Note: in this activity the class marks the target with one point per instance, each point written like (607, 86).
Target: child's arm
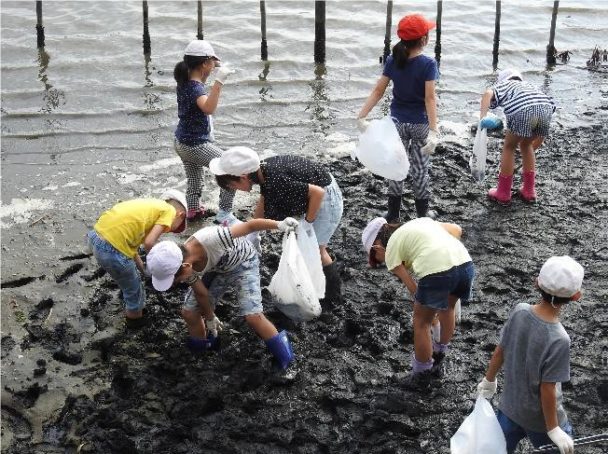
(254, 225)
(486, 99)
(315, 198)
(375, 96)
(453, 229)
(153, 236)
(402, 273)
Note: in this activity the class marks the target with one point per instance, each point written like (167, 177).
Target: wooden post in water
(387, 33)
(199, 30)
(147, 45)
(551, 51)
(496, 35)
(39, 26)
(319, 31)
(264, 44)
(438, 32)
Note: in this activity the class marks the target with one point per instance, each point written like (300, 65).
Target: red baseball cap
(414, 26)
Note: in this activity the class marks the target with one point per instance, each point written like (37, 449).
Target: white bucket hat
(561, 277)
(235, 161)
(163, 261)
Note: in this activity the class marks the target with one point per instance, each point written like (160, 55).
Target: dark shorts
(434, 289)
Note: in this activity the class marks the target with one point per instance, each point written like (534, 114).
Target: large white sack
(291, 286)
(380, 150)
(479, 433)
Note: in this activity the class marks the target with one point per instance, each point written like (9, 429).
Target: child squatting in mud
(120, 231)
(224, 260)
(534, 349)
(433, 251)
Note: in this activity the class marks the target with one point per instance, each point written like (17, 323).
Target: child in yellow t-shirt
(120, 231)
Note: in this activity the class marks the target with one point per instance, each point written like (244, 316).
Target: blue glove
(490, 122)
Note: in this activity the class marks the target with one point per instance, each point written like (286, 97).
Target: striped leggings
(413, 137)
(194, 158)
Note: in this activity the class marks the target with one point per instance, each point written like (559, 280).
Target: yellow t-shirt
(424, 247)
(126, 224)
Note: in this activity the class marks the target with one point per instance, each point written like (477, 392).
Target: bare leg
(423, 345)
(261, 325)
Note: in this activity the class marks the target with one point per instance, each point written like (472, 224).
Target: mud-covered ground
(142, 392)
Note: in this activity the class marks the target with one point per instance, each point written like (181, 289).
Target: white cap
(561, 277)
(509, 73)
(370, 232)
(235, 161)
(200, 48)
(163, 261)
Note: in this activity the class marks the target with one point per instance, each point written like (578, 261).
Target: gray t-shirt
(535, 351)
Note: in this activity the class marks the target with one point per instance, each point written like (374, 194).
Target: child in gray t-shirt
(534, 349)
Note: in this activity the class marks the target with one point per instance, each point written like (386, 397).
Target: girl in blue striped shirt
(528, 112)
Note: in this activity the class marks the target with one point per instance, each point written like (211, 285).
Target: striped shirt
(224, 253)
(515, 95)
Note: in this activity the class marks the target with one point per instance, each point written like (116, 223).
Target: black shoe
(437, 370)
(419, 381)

==

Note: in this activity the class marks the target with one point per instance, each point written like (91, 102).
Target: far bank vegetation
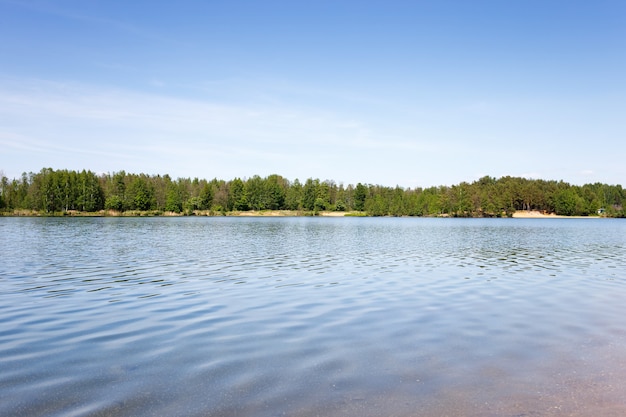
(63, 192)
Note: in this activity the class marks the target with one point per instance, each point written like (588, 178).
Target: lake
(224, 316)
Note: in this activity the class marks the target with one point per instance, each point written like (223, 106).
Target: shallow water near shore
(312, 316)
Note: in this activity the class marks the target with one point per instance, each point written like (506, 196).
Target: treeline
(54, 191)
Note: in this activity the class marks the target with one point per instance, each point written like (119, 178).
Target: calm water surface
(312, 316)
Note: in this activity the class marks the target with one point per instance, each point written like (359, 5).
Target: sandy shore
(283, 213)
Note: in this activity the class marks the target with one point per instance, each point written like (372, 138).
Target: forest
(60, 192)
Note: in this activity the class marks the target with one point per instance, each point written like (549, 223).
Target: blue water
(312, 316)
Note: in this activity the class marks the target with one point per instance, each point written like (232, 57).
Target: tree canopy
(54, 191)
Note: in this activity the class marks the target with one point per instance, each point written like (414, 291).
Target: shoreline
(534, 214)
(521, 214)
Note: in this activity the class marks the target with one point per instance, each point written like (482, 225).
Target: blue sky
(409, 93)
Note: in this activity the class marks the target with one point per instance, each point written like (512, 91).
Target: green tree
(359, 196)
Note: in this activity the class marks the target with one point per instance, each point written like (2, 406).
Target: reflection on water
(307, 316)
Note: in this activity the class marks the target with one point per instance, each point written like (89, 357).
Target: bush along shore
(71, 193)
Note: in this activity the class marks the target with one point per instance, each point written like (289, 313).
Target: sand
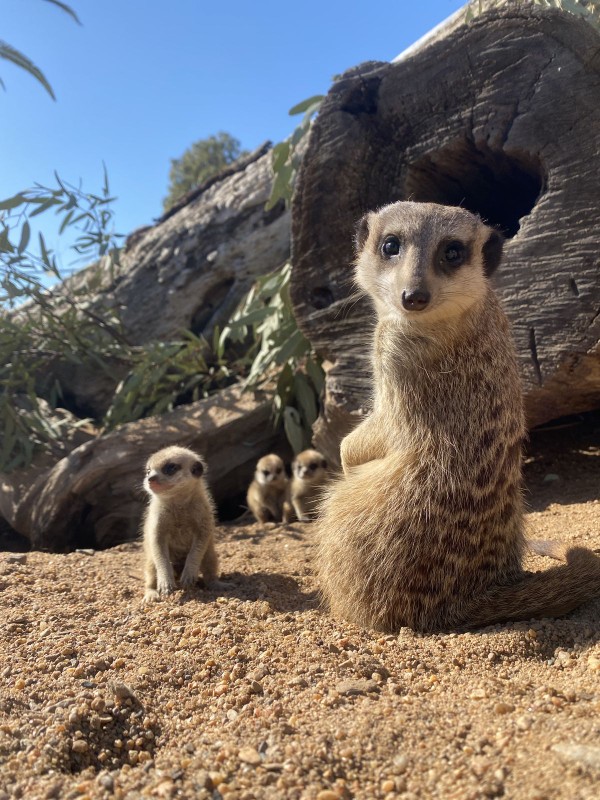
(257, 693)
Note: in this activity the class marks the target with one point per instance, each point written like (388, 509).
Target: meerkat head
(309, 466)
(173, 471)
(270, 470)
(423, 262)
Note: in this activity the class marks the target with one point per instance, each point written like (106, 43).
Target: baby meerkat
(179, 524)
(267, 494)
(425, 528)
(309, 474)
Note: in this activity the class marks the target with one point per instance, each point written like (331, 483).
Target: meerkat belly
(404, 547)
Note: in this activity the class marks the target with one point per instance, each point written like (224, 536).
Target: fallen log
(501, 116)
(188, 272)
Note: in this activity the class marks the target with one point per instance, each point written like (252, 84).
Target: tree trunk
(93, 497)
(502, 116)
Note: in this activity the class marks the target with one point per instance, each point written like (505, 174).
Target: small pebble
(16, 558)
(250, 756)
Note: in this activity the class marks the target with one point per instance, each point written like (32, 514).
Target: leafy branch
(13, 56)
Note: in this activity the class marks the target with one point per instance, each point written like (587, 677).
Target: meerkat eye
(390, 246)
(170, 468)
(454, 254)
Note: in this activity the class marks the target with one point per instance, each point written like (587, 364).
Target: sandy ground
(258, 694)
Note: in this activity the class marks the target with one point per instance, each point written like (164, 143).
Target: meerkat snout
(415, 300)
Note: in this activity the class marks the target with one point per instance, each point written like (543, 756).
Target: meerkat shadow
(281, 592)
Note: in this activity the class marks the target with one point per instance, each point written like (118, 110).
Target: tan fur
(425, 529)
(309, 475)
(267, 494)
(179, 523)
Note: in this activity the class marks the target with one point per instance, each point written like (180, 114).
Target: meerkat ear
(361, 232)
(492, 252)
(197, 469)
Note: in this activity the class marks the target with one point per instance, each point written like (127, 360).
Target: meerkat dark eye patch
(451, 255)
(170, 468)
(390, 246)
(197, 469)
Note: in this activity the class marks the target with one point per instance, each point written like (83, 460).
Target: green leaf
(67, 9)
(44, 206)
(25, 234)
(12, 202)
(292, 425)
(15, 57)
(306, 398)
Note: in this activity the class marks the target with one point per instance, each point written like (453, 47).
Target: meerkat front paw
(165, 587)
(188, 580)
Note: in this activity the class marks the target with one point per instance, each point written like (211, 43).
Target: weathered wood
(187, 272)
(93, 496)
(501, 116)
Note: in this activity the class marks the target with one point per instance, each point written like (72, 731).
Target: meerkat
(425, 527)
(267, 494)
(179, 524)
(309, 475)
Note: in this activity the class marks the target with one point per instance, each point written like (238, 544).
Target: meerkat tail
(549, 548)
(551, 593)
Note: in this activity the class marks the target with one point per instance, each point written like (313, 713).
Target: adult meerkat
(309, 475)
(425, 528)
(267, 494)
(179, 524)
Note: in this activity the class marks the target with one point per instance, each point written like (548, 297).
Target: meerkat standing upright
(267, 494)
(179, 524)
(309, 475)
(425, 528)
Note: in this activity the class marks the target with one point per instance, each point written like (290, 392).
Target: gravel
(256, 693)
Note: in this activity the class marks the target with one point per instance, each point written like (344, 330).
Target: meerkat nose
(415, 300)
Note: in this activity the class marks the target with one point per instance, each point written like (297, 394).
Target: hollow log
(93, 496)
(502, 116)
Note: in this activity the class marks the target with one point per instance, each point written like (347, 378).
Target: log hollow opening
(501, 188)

[What is needed]
Your answer should be the exact lines above from the one with "Target: striped leggings" through the one with "like (477, 392).", both included, and nothing besides.

[Reply]
Target: striped leggings
(413, 137)
(194, 158)
Note: in this activity the class marks the target with one point per instance, each point written like (559, 280).
Target: yellow t-shirt
(424, 247)
(126, 224)
Note: in this activity the class marks the target with one point per instance, each point written like (477, 392).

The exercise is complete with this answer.